▶ **Work item**
Everything in the entries except the pictures must be duplicated exactly.

- - - -

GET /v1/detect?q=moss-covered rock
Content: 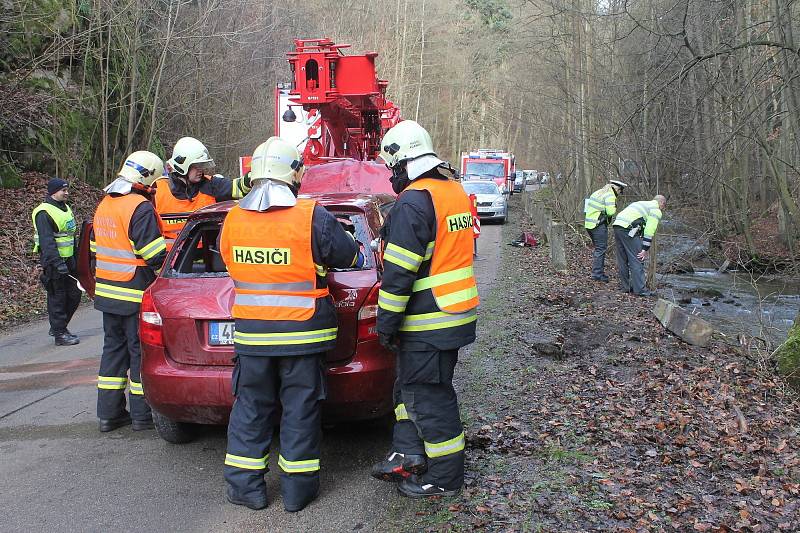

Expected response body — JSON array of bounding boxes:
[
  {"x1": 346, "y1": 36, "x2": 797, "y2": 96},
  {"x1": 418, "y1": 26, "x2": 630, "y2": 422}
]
[{"x1": 776, "y1": 315, "x2": 800, "y2": 390}]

- - - -

▶ **Exercise result**
GET /v1/detect?q=moss-covered rock
Content: 

Expected response body — JSON array of bounding boxes:
[
  {"x1": 346, "y1": 36, "x2": 797, "y2": 96},
  {"x1": 418, "y1": 26, "x2": 630, "y2": 422}
]
[{"x1": 776, "y1": 315, "x2": 800, "y2": 390}]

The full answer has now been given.